— Begin Document section —
World Wide Wargames, or 3W, was a wargame company founded in 1977 (as  UKW, UK Wargamer) by Keith Poulter.

History
3W Inc, also known as World Wide Wargames, was a wargame company that began publishing in 1977. Originally launched in England, the company moved later to California. In addition to producing boxed wargames, 3W published the magazine The Wargamer.

TSR published the magazine Strategy & Tactics from 1983 – 1987 and then sold the rights to 3W, who published the magazine from #112 (June, 1987) to #139; after 3W's Keith Poulter got out of the business, Strategy & Tactics was sold to Decision Games.
— End Document section —
#### [Written request a]
Reproduce the passage on World Wide Wargames word for word, starting with "TSR published the" and going on through "to Decision Games.".
The passage on World Wide Wargames and the entries that follow it come from unrelated sources.
— Begin Records provided —
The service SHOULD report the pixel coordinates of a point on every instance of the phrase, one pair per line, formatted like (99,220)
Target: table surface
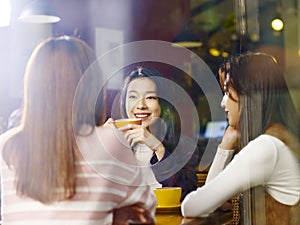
(175,218)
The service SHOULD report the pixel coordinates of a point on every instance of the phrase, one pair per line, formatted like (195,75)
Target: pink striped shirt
(107,178)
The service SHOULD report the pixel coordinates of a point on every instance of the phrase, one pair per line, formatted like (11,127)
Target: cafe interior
(212,30)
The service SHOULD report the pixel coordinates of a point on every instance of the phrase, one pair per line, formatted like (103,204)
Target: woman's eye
(131,97)
(152,97)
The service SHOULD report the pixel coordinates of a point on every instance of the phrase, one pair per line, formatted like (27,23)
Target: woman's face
(231,107)
(142,101)
(230,101)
— End Records provided —
#### [Written request b]
Format every line of the entries as a numbered list, leaving out blank lines and omitting the pictures.

#### [Exercise result a]
TSR published the magazine Strategy & Tactics from 1983 – 1987 and then sold the rights to 3W, who published the magazine from #112 (June, 1987) to #139; after 3W's Keith Poulter got out of the business, Strategy & Tactics was sold to Decision Games.

#### [Exercise result b]
1. The service SHOULD report the pixel coordinates of a point on every instance of the phrase, one pair per line, formatted like (99,220)
2. Target: table surface
3. (175,218)
4. The service SHOULD report the pixel coordinates of a point on every instance of the phrase, one pair per line, formatted like (195,75)
5. Target: pink striped shirt
6. (107,178)
7. The service SHOULD report the pixel coordinates of a point on every instance of the phrase, one pair per line, formatted like (11,127)
8. Target: cafe interior
9. (212,30)
10. The service SHOULD report the pixel coordinates of a point on every instance of the phrase, one pair per line, formatted like (103,204)
11. Target: woman's eye
12. (131,97)
13. (152,97)
14. The service SHOULD report the pixel coordinates of a point on every instance of the phrase, one pair per line, formatted like (27,23)
15. Target: woman's face
16. (231,107)
17. (142,101)
18. (230,101)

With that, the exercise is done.